Les psychoses mentales restent encore, malgré les progrès dans ce secteur, un domaine où l’inconnu règne en maître. De plus, la complexité du psychisme humain, la variété des caractères comme des réactions, compliquent un diagnostic ou, du moins, une alerte, voire une mise en garde. C’est avec ce thème qu’Hervé Jaouen construit une intrigue inquiétante.
C’est en février 2011 que Jean-Luc demande son étude graphologique. Lorsqu’il prend connaissance des résultats, qu’il juge fallacieux, voire mensongers, les effets d’un complexe de persécution déjà amorcé, empirent. Pourtant, tout avait bien commencé pour lui, dans la vie. Né dans une famille aisée, de parents peut-être exigeants, il s’était hissé par ses études, son parcours, en position d’occuper une place enviable dans la société. Ses débuts professionnels sont prometteurs, mais trompeurs. Il est arnaqué par un employeur véreux. Ce premier échec le déstabilise. Sa confiance en lui se fissure, il commence à douter, à se méfier de tout. Après une période d’inactivité, il retrouve un emploi par l’entremise de ses parents. Mais le remède est pire que le mal. Il s’enfonce dans une paranoïa où il rend responsable tout son entourage. Les initiatives de son épouse, ceux de ses proches renforcent son ressentiment. Il coupe les liens sociaux, s’isole et se renforce dans sa conviction que l’univers entier lui veut du mal. Son entraînement, lors de son service national, lui permet de mettre en danger tous ceux qu’il flaire comme une menace, à commencer par…
Hervé Jaouen partage son roman en deux parties, correspondant aux deux facettes de la personnalité de son héros. D’abord, il raconte la vie et le parcours de Jean-Luc Gouézec quand il évolue encore avec son identité et le schizo quand il bascule totalement dans son délire. La première partie du récit est assurée par Delphine, son épouse, qui raconte l’histoire de leur couple depuis leur première rencontre. La seconde fait intervenir différents narrateurs, dont Jean-Luc quand il a basculé dans les affres liés à ses psychoses. L’auteur affecte son héros d’un sentiment de persécution aigu et d’une zoopsie. Cette dernière provoque des hallucinations visuelles d’animaux, généralement féroces. La forme la plus connue est celle des alcooliques en crise de delirium tremens.

→ **CONSIGNE**
Poursuivez la critique du roman d'Hervé Jaouen après sa dernière phrase.

[Données enregistrées]
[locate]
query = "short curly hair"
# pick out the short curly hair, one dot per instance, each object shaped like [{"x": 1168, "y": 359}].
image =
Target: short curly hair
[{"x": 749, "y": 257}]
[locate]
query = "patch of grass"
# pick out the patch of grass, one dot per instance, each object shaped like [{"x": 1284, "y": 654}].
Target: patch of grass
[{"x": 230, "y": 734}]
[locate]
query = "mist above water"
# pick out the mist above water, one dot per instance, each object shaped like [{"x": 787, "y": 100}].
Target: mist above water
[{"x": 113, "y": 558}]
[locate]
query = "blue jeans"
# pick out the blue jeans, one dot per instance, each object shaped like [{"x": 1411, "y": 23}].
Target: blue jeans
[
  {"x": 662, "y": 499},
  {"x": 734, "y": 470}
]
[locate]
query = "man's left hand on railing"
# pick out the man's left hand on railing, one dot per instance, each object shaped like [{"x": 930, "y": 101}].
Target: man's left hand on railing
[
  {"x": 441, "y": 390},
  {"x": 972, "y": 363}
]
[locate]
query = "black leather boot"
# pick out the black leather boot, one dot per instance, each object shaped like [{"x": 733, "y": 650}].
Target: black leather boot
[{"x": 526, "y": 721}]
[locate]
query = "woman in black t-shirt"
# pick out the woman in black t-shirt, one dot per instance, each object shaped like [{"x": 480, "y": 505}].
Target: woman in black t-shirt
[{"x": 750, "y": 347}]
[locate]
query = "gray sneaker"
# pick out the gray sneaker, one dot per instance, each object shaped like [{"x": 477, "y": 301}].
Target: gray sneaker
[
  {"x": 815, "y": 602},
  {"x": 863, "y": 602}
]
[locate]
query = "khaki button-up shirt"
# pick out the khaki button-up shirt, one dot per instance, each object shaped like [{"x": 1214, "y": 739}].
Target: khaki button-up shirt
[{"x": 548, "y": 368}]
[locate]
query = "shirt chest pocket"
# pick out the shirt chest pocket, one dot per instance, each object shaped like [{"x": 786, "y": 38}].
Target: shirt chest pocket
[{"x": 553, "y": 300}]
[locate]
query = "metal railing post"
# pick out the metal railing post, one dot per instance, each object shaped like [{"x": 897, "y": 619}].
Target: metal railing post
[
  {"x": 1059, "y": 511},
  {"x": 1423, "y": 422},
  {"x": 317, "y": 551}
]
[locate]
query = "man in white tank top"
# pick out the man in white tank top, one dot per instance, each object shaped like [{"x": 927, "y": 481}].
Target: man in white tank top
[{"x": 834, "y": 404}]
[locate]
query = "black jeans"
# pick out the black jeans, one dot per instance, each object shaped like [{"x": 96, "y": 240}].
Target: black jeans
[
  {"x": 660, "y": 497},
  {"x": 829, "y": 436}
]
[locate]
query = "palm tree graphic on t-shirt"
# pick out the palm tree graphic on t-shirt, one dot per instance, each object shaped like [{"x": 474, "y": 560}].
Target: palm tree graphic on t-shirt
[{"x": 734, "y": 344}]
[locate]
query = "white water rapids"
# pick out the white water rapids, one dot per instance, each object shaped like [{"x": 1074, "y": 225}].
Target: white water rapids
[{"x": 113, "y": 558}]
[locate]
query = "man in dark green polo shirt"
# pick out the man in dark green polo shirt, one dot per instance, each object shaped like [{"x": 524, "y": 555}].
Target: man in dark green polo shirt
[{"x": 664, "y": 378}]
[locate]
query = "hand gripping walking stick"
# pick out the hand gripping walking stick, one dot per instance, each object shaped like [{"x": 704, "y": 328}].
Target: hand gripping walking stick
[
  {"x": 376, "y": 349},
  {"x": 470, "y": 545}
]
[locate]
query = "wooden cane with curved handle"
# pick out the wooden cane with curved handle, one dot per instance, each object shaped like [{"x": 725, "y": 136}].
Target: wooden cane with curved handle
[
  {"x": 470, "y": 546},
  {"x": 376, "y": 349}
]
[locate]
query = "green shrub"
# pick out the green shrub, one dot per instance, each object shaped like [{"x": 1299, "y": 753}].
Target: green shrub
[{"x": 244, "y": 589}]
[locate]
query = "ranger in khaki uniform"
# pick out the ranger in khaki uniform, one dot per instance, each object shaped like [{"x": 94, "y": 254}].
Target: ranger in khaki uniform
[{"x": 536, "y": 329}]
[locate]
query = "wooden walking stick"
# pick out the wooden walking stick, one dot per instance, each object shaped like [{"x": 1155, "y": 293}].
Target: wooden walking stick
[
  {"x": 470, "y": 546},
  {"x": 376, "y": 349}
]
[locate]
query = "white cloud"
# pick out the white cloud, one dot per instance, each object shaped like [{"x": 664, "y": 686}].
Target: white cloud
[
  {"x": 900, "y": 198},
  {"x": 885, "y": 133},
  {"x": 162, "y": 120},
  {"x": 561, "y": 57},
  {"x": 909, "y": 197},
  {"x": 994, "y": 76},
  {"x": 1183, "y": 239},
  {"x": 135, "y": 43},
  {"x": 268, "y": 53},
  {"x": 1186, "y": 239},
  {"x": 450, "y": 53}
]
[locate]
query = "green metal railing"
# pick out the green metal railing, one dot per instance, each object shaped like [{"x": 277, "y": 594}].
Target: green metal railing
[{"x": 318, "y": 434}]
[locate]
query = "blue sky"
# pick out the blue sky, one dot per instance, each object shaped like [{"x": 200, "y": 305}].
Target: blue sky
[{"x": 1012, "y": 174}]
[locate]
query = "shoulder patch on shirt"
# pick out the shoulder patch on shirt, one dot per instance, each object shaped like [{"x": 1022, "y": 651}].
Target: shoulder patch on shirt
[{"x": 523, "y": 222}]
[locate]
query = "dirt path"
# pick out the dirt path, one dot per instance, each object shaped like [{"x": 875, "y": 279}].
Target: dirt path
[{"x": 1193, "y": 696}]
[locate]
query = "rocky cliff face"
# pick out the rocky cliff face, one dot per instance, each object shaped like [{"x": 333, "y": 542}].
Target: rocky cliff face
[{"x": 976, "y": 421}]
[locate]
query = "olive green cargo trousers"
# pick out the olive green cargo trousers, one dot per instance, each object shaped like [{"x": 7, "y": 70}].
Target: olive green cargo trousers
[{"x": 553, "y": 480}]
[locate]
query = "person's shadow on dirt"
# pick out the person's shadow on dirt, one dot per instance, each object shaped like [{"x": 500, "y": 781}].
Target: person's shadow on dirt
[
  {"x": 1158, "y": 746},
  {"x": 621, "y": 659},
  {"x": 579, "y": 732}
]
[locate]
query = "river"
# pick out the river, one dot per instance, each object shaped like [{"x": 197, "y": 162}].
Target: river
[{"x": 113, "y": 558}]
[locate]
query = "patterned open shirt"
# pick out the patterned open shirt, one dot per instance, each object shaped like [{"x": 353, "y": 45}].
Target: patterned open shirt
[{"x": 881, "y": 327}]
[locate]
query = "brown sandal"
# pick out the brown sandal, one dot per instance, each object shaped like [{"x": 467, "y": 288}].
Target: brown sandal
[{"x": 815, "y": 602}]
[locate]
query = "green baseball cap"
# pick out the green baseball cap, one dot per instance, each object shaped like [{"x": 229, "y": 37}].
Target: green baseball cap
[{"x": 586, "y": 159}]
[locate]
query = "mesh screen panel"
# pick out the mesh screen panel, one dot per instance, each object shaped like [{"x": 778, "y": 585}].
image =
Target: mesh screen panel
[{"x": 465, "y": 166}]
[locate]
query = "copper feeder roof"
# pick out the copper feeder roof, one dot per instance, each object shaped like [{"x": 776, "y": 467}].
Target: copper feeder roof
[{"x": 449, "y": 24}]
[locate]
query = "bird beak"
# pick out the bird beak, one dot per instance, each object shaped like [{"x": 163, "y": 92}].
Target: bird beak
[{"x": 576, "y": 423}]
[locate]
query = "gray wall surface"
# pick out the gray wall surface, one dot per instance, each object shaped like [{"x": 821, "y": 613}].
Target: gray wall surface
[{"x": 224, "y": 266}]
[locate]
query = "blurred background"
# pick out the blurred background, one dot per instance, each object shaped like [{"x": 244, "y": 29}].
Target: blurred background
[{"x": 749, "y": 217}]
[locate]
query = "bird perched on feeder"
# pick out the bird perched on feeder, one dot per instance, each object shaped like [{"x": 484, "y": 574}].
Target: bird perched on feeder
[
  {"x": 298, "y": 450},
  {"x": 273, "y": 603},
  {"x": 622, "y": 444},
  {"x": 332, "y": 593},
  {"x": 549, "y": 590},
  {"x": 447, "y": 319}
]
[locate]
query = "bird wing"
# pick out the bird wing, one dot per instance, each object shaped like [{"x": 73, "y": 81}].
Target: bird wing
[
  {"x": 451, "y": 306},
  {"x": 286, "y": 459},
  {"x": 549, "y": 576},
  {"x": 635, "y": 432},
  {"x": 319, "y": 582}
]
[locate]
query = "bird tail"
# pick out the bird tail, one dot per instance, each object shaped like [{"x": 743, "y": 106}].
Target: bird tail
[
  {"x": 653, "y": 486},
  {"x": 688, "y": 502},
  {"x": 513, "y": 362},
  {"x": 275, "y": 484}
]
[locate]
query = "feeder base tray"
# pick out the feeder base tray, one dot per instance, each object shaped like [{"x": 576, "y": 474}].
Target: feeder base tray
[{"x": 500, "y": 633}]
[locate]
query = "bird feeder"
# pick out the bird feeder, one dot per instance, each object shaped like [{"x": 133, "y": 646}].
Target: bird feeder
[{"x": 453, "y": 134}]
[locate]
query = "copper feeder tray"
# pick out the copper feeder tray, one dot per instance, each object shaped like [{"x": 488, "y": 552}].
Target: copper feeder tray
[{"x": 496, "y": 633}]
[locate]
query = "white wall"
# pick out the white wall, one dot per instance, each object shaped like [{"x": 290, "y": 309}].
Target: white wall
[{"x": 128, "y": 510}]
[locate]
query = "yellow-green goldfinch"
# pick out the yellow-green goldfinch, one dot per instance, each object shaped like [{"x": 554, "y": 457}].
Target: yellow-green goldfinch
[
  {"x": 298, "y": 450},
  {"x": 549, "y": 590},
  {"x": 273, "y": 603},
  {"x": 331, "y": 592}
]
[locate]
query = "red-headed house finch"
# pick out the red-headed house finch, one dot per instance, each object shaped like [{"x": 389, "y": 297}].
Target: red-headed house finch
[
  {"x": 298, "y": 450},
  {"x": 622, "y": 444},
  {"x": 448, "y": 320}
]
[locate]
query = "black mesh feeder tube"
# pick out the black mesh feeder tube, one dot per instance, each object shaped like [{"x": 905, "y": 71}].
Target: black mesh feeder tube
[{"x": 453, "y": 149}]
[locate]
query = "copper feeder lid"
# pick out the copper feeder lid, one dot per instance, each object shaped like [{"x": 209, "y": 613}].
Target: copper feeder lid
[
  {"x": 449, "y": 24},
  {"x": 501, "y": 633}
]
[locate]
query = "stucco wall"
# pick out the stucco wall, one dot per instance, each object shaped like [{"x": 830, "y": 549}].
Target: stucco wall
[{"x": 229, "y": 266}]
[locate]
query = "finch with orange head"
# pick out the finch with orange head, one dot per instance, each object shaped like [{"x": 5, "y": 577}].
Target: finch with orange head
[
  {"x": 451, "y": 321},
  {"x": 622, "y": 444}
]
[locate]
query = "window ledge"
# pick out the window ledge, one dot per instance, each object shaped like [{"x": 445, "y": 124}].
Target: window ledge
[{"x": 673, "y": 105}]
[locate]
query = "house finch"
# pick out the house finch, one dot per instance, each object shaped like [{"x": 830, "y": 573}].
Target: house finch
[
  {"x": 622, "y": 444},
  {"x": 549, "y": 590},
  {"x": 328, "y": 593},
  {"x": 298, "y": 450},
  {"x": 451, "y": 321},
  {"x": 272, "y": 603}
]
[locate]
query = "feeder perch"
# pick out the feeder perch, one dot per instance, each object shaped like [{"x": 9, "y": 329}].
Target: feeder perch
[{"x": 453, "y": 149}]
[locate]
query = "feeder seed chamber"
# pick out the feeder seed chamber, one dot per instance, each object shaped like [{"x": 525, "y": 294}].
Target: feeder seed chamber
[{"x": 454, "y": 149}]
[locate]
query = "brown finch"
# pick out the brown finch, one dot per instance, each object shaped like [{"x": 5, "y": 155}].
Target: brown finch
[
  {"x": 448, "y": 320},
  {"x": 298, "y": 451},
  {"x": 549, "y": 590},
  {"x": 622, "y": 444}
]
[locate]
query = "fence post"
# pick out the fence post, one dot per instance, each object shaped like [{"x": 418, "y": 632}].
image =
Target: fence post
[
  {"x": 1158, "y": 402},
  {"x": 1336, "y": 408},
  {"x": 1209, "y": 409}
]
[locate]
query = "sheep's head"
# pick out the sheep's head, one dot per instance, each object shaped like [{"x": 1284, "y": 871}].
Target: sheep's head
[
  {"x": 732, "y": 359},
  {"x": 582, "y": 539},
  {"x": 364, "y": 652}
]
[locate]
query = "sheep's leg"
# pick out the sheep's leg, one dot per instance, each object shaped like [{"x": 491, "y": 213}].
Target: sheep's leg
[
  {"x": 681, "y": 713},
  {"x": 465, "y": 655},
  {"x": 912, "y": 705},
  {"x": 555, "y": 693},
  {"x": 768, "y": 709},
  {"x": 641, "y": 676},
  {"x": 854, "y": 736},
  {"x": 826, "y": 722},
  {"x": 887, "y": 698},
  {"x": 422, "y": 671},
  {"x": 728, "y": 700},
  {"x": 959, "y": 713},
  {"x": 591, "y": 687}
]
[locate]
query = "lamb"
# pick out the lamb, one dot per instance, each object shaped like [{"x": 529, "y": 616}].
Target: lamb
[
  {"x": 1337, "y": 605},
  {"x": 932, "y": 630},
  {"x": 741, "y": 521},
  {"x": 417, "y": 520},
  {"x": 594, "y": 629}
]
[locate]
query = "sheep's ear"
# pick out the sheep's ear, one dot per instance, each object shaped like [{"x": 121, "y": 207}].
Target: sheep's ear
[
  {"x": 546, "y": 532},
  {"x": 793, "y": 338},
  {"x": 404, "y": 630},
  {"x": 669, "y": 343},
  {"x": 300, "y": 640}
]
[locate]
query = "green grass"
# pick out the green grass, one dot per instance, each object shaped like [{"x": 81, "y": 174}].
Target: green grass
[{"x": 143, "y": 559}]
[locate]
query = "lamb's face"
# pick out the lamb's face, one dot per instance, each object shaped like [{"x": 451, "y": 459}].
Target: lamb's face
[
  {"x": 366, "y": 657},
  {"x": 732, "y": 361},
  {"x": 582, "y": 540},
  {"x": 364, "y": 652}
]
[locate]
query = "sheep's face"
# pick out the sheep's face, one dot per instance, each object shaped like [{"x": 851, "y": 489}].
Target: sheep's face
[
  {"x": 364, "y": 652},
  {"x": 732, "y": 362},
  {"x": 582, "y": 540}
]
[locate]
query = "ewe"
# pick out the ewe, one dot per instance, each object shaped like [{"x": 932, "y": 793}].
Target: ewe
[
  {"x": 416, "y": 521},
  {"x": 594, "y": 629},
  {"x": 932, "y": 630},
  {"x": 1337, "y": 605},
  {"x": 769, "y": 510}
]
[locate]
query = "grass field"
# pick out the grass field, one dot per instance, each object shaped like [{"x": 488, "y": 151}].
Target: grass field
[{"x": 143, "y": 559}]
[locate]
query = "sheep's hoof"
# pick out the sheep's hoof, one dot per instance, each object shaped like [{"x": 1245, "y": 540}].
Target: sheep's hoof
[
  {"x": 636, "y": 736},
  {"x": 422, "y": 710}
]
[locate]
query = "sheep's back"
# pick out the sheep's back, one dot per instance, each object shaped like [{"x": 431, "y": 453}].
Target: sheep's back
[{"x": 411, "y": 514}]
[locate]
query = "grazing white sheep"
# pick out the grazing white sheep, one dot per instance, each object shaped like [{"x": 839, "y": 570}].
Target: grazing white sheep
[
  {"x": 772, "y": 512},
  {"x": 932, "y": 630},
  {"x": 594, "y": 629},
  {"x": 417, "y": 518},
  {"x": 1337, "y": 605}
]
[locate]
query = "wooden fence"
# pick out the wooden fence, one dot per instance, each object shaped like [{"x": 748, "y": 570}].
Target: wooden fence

→ **VOTRE RÉPONSE**
L’auteur décrit avec précision les différentes étapes qui peuvent amener un individu à sombrer dans un état de pathologie lourde. Il expose, à travers le témoignage de son épouse, le cheminement de la maladie, l’avancement de ses phobies et ses conséquences. Il raconte les tentatives de son entourage pour l’aider, celles de son épouse qui souhaite retrouver une vie de couple. Il donne le point de vue du malade, sa perception de son environnement et son ressenti. Pour lui, il est sain d’esprit, ce sont les autres qui lui veulent du mal. C’est pourquoi il entre dans une phase de défense face à des menaces.
Cependant, l’auteur n’exonère personne, attribuant à chacun une part de responsabilité. Il cible, ainsi, les parents qui voulaient un niveau élevé pour leur fils, son épouse, le poids d’une structure sociétale qui dérape, la pression de plus en plus forte sur les individus, à qui on demande d’en faire toujours plus, avec toujours plus de résultats. A l’inverse, Hervé Jaouen s’intéresse aussi à ceux qui refusent le système, veulent vivre en marge comme ces pseudo-artistes s’installant dans une bohème qui camoufle mal, pour beaucoup, une grande paresse.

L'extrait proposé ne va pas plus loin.